▶ **AIM OF THE TASK**:
Include in the output exactly the lines from the opening of the data through the line containing "box: [310, 223, 391, 245]", and nothing more.

[[ DATASET, beginning ]]

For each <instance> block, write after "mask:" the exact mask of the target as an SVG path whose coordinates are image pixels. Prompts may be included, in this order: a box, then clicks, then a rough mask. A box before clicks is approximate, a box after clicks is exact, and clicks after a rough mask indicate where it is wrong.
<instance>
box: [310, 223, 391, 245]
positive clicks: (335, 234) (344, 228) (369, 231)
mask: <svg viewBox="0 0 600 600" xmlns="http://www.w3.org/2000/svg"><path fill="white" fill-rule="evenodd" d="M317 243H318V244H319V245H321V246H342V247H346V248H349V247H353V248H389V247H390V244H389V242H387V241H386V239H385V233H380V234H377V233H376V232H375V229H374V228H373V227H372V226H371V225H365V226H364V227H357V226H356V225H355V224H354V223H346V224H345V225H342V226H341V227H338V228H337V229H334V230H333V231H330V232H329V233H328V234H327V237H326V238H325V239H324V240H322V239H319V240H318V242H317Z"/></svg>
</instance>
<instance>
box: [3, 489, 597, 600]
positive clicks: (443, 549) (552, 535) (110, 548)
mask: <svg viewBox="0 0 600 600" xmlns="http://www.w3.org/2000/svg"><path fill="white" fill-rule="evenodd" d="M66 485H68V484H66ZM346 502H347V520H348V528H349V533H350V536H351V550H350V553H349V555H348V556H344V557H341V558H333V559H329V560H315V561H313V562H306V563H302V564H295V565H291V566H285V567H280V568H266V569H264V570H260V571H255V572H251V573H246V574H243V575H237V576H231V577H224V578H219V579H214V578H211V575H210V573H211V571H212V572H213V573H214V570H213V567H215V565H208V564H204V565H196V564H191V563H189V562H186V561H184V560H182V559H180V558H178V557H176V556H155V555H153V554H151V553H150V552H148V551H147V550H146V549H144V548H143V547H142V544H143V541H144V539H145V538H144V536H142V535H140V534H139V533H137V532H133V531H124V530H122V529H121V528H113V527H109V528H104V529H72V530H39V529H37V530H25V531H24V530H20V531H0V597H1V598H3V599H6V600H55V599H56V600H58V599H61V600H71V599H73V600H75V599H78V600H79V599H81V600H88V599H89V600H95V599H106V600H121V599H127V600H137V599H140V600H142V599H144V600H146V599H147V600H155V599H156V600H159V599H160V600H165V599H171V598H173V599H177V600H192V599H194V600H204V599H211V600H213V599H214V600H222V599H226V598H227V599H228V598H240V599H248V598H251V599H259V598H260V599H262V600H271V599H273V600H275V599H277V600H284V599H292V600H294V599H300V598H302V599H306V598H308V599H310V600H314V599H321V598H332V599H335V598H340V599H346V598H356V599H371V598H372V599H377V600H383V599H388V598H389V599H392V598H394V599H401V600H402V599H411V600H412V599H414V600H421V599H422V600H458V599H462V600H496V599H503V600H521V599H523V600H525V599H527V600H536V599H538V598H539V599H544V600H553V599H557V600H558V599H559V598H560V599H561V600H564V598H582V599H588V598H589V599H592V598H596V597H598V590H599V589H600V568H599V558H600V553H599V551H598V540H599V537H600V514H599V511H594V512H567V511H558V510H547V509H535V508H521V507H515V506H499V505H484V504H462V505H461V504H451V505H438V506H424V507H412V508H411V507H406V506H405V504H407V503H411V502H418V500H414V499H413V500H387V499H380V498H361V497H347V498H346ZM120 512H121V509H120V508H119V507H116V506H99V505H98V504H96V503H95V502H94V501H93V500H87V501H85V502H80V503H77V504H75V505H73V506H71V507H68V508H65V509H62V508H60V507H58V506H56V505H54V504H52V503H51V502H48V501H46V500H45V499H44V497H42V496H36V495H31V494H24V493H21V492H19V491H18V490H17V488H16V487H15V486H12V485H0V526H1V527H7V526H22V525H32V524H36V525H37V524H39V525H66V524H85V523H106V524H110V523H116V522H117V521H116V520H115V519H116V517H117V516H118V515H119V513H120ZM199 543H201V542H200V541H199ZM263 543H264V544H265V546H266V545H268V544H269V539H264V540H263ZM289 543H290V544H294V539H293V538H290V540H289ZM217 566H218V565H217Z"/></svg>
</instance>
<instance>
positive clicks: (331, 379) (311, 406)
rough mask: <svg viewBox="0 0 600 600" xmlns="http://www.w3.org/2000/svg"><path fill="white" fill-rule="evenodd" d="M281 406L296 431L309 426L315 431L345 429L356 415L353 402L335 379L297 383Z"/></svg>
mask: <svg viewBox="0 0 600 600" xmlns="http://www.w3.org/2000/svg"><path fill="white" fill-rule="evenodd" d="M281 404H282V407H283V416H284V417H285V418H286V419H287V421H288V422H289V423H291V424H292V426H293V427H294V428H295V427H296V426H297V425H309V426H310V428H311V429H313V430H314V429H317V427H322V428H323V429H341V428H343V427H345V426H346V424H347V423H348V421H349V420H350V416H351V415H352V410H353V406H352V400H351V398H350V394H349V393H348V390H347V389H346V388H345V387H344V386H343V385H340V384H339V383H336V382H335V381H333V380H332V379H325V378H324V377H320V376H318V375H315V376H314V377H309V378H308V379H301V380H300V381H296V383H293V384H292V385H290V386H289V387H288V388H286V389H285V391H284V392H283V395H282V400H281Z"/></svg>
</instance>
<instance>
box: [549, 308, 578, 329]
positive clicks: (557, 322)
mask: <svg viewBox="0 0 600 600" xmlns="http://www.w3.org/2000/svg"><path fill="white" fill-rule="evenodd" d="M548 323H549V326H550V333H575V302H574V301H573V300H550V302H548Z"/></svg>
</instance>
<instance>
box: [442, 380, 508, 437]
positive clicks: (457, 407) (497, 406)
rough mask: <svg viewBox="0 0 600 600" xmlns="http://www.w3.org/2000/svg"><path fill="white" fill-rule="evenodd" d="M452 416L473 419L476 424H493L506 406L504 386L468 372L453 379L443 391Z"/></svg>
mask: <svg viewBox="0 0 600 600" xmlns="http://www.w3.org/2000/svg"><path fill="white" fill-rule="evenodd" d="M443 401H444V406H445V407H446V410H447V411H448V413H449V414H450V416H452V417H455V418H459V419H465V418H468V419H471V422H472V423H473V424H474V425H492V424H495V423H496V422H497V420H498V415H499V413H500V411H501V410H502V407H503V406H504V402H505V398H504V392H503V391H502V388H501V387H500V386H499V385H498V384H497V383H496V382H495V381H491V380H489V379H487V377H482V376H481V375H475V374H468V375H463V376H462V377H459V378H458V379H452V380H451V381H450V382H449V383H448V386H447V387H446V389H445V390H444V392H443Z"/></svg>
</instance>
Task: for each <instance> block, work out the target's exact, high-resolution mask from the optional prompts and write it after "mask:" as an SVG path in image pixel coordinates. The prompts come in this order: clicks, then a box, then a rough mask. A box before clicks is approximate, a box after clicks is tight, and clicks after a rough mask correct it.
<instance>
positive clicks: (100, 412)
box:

[[ DATASET, end ]]

▶ **RESPONSE FOR THIS EXERCISE**:
For each <instance> block, write after "mask:" the exact mask of the target as an SVG path whose coordinates are image pixels. Prompts may be included, in this order: a box, then clicks, then a rough mask. A box before clicks is approximate, a box after clicks is exact, and clicks after a rough mask indicate where it is wrong.
<instance>
box: [310, 223, 391, 245]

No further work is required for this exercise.